READING PASSAGE:
In a field full of eccentrics, Jacob Kimmel may stand out most for his normality.

Kimmel is a leading anti-aging researcher who isn’t trying to sell you a first full of pills or a life hack to cheat death. The 29-year-old, instead, is heads down in the laboratory, working to unravel the biology behind how cells age and how to rewind that process. He joined our secret channel in the latest installment of our Endpoints Slack Interview series, where we chat with the fascinating characters shaping the industry’s future.

Make sure to check out our first Slack interview with Lux Capital’s Josh Wolfe as well. And if you’ve got an idea for somebody we should interview, get in touch. This conversation has been minimally edited for readability.

Andrew Dunn
I’m excited to fire up the channel again with Jacob Kimmel. Jacob has had quite the biotech career already, by the age of 29: a PhD from UCSF at 24, joining Alphabet’s Calico and becoming a principal investigator at 27, and most recently helping launch NewLimit, an anti-aging biotech, as head of research. Thanks for joining me today, Jacob!

To start, where are you chatting from?

Jacob Kimmel
Hey Andrew — appreciate the kind words. Slacking you today from NewLimit’s headquarters in South San Francisco — the birthplace of biotechnology
Andrew Dunn
Fantastic – we have the cross-country connection going with me in DC. There’s a ton of science I’m excited to dive into but there’s not many biotech conversations I can start by bringing up Kim Kardashian
Her recent Instagram post on Prenuvo’s full-body MRI scans has caught attention. ARCH’s Bob Nelsen is also a big fan and user. It’s not explicitly anti-aging, but it feels like it fits this broader trend of proactive health that includes longevity a lot of times

Both areas also seem to attack conventional wisdoms of what exactly is disease and when someone should get checked out. To start, what do you make of the trend of seemingly healthy people getting full-body MRIs?

Jacob Kimmel
I think it reflects a broader positive trend in passive monitoring of latent disease. We’ve seen this sort of proactive diagnostic approach blossoming in the liquid biopsy space as well with tests from Freenome, Grail and others. For MRIs specifically, I’m not aware of direct evidence that preventive screening is beneficial given the risk of false positives, but I do imagine there are patients for whom it’s an expected value-positive practice. Overall, I think we’re likely to see more passive monitoring of this type emerging as the observational technologies decrease in cost and our ability to interpret the high dimensional signals we’re collecting improves.

Not sure I’d go for it myself. What about you?

Andrew Dunn
Interesting – I think I’m with you on probably passing for today. The idea of worrying over something ambiguous, and maybe getting more tests, seems really challenging until there’s a lot more data. But also, if Bob Nelsen and Kim K are both into something, maybe I have to keep an open mind?
Jacob Kimmel
It’s quite a pair of endorsements!
Andrew Dunn
More broadly, I’m wondering what you make of what gets public attention in this space, like Bryan Johnson’s extreme regimen to reverse his organs’ age or David Sinclair taking resveratrol and skipping breakfast.

What do you make of these ideas and figures being the face of the field to the public, particularly considering the research that you’re doing — which we’ll get into next, I promise — that is deep in the weeds of human biology?

RECORD EXTRACTS:
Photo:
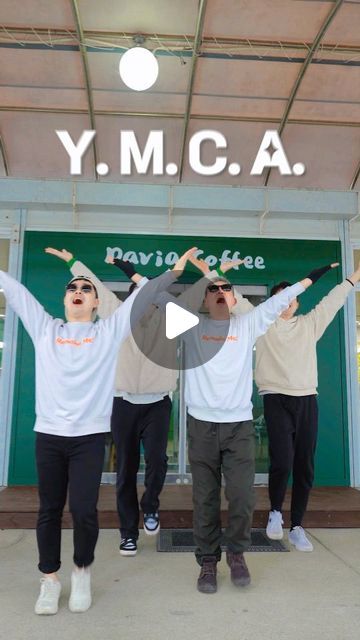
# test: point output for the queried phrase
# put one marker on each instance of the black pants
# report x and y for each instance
(227, 448)
(62, 463)
(132, 424)
(292, 423)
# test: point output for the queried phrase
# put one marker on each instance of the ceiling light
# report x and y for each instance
(138, 66)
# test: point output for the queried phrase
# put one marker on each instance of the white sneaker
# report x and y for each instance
(80, 597)
(298, 538)
(48, 600)
(274, 526)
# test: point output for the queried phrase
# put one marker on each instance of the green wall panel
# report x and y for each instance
(46, 277)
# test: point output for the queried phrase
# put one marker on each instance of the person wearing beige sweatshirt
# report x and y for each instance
(142, 405)
(286, 376)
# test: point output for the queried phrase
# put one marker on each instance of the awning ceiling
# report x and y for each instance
(234, 66)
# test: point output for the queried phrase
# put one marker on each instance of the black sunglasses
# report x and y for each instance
(213, 288)
(85, 288)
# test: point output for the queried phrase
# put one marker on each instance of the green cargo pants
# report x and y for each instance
(227, 448)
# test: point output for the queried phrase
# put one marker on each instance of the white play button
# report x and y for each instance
(178, 320)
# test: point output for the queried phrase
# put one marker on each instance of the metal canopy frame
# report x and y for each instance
(315, 45)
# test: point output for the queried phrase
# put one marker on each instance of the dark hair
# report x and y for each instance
(279, 287)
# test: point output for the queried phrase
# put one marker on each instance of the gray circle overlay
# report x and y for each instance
(191, 349)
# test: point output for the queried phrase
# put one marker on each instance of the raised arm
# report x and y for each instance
(325, 311)
(148, 295)
(29, 310)
(108, 301)
(263, 316)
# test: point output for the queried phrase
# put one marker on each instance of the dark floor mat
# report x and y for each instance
(178, 540)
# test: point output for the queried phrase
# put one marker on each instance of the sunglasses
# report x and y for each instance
(85, 288)
(214, 288)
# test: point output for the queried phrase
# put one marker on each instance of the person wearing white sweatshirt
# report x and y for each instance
(221, 433)
(142, 406)
(286, 375)
(75, 367)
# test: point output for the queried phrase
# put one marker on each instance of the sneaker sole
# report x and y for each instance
(149, 532)
(123, 552)
(45, 612)
(241, 583)
(207, 591)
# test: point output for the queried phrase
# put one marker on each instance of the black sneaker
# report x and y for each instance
(151, 523)
(128, 547)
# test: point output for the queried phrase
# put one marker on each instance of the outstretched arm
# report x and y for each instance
(108, 301)
(325, 311)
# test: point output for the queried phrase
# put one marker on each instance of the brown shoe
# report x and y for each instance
(207, 579)
(240, 575)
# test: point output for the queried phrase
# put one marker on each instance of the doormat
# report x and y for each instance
(178, 540)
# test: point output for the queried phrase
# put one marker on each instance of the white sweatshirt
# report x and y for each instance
(75, 361)
(220, 390)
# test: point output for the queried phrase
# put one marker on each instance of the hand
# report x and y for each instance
(200, 264)
(230, 264)
(63, 254)
(355, 277)
(181, 263)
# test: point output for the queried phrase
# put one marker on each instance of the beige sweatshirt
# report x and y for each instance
(286, 359)
(136, 373)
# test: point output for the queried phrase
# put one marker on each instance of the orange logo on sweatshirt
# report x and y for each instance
(74, 343)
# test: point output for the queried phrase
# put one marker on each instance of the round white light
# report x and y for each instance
(138, 68)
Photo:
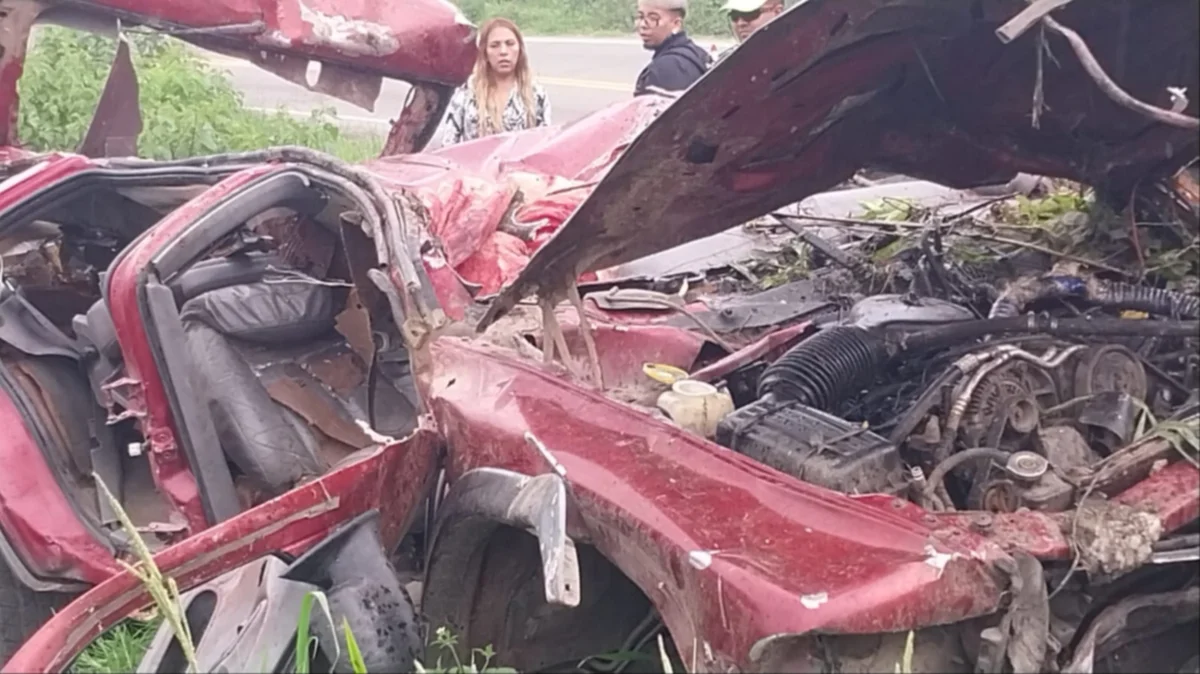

REQUIRED WORK:
A – Echo the Jacob Kimmel interview between "To start, where" and "getting full-body MRIs?", inclusive.
B – In the Jacob Kimmel interview, where was Kimmel chatting from?

WRITTEN RESPONSES:
A –
To start, where are you chatting from?

Jacob Kimmel
Hey Andrew — appreciate the kind words. Slacking you today from NewLimit’s headquarters in South San Francisco — the birthplace of biotechnology
Andrew Dunn
Fantastic – we have the cross-country connection going with me in DC. There’s a ton of science I’m excited to dive into but there’s not many biotech conversations I can start by bringing up Kim Kardashian
Her recent Instagram post on Prenuvo’s full-body MRI scans has caught attention. ARCH’s Bob Nelsen is also a big fan and user. It’s not explicitly anti-aging, but it feels like it fits this broader trend of proactive health that includes longevity a lot of times

Both areas also seem to attack conventional wisdoms of what exactly is disease and when someone should get checked out. To start, what do you make of the trend of seemingly healthy people getting full-body MRIs?

B – NewLimit's headquarters in South San Francisco.